§ **Directions for this task**:
Leave out the pictures and repeat the rest of the material exactly.

§ **Given information**:
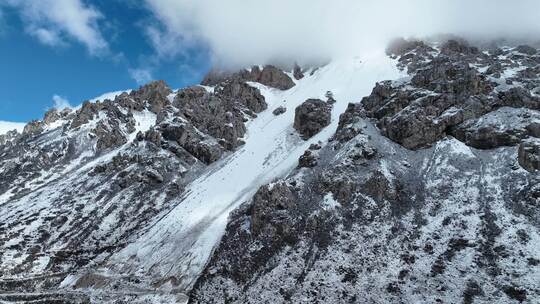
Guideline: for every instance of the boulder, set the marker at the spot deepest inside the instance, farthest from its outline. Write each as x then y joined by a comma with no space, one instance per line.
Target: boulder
203,148
307,160
271,211
279,110
503,127
155,93
311,117
244,94
33,128
269,75
297,72
526,49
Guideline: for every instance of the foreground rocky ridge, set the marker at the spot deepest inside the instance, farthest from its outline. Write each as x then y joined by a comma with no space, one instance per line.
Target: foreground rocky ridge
428,192
81,184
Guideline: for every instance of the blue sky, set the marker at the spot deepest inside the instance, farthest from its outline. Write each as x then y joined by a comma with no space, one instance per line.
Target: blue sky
34,68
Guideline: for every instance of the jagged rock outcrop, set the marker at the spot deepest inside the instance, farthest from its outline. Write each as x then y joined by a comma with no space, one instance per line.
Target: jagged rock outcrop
269,75
311,117
529,154
445,96
91,179
377,220
279,110
155,94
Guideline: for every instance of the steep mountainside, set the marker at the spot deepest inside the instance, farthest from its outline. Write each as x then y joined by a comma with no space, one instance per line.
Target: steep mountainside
410,176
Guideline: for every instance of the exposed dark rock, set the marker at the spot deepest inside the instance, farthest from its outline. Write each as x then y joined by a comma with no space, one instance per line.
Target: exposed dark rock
213,115
526,49
297,72
33,128
279,110
108,136
155,93
51,116
244,94
529,154
348,126
86,113
452,47
307,160
269,76
205,149
503,127
311,117
400,46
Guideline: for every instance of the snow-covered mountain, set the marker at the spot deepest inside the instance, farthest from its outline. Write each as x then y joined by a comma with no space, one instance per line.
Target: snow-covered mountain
6,126
409,176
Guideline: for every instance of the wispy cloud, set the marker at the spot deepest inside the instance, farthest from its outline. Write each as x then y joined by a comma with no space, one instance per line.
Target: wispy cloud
60,102
245,32
140,75
55,22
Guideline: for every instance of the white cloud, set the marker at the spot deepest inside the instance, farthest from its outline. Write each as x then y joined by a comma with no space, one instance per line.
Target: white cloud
60,102
53,22
257,31
6,126
141,76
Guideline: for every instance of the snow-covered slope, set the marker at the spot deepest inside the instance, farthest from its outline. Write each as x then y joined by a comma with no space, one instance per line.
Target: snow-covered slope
157,194
179,244
6,126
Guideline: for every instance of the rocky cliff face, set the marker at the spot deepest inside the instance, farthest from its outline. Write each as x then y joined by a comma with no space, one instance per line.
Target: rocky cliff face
81,184
424,189
420,196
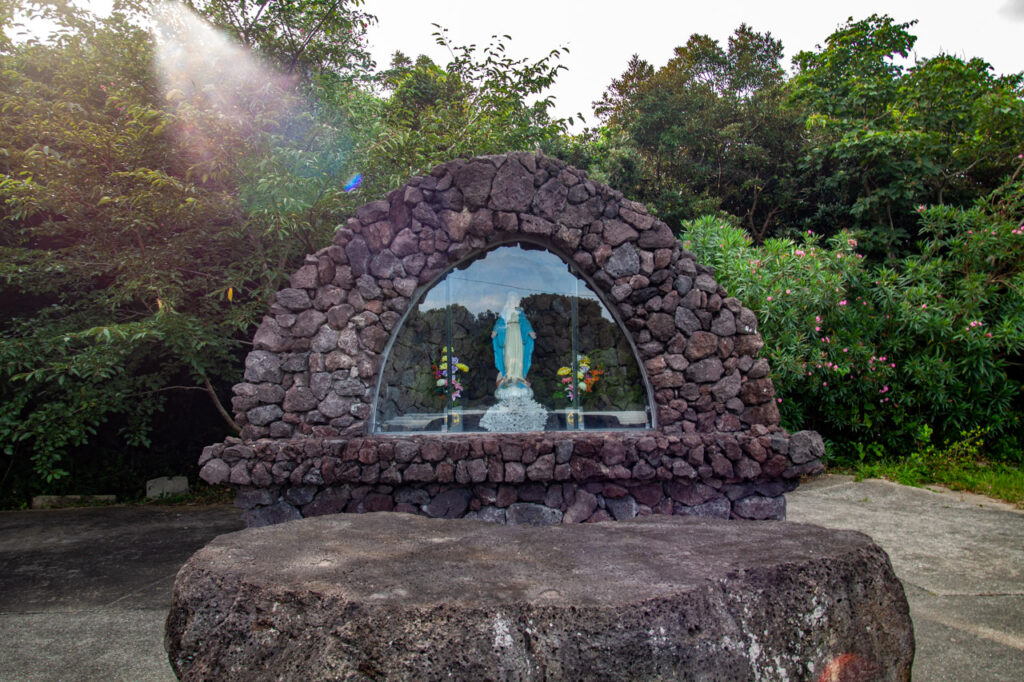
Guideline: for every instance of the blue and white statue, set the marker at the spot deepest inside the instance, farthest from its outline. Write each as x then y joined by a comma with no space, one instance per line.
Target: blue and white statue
513,342
512,339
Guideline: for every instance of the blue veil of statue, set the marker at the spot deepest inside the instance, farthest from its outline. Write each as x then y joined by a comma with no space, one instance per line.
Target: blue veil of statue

§ **Solution to this task**:
Guideline: for every instance of the boulder, set the marker at the spot deepest inside the instance, farthest from its outline. Write each as x then y joined by a comma with no space, one instance per line.
Target: boulder
203,148
307,160
271,211
279,110
503,127
155,93
311,117
244,94
33,128
269,75
297,72
526,49
Guideline: for every instance of the foreground rocky ridge, set the marker at the spot deepest inside the instance, farthest from its outline. Write each as x then y joined by a comma with no space, one instance per line.
Target: foreground rocky ridge
428,192
81,184
Guideline: for every instance of the blue sky, set the marker at the spot deepest inside the instance, farthest from its outline. Write each as x then y joined by a comma with no space, one instance per line.
Target: blue sky
34,68
Guideline: for every instance of the jagged rock outcrop, set the marker at the spot deepest inside the instance, farthest from its outline. Write each as x then y joined by a comma with no space, one instance per line.
Target: jagged rock outcrop
269,75
311,117
529,154
445,96
91,179
377,220
279,110
155,94
Guideline: for every instance of the steep mountainside, set the marker at the spot deepest inside the instance, farthest from its outline. Write each as x then y joined by a comma with no space, one instance per line.
Target: steep mountainside
410,176
Guideline: for every instance of the exposed dark rock, set the marker at the spot deepest inside the instance, farthest from its outline. Write each as x then y joined by a comma with no space, one instance per line.
Target: exposed dark rock
213,115
526,49
297,72
33,128
279,110
108,136
155,93
51,116
244,94
529,154
348,126
86,113
452,47
307,160
269,76
205,149
503,127
311,117
400,46
Guideline: for every instance of the snow-covered mountain, set the marker at the spot deepest inside the instance, farthest from its outline. Write each as x then y joined by a comma with no space, one instance per line.
Target: snow-covered mountain
6,126
409,176
Guideline: for every instance of the wispy cloud, set the marker at the spot deepest inside the instance, farthest from its outline. Write each as x then y joined by a comma with no space, one instance per line.
Target: wispy cloud
60,102
245,32
140,75
55,22
Guideline: for every instance of the white cloud, set the marker at the spot deepest inside the instance, farthest from its outline. Write each as x then y joined by a comma with no space, one instance per line.
Target: white cloud
60,102
53,22
257,31
6,126
141,76
Guideline: for every instance of the snow-covered slope, set the marker at the spot deepest inside the instance, farthest from its outline. Write each as x then y joined by a comma with no space, one instance per line.
Target: snow-covered slope
157,194
179,244
6,126
Guideline: for every instance of the rocky cliff face, set the marker at the spot deepest inside the instance, farthest from its outline. Write each as x then y joined by a comma with no space, one instance per line.
Target: rocky cliff face
81,184
424,189
420,196
Guideline: for every instance of the blue and white statue, set the marker at the spot deepest inside the instance, farthest from its outline. Write each as x then y joined by a comma with no space, one instance per line.
Target: blue and white statue
513,342
512,339
Guideline: for every instance of the blue veil of statue, set the marker at the spot deepest inside the instance, farthest from its outline. Write each as x then y joined by a comma with no space, one instance per line.
Target: blue veil of statue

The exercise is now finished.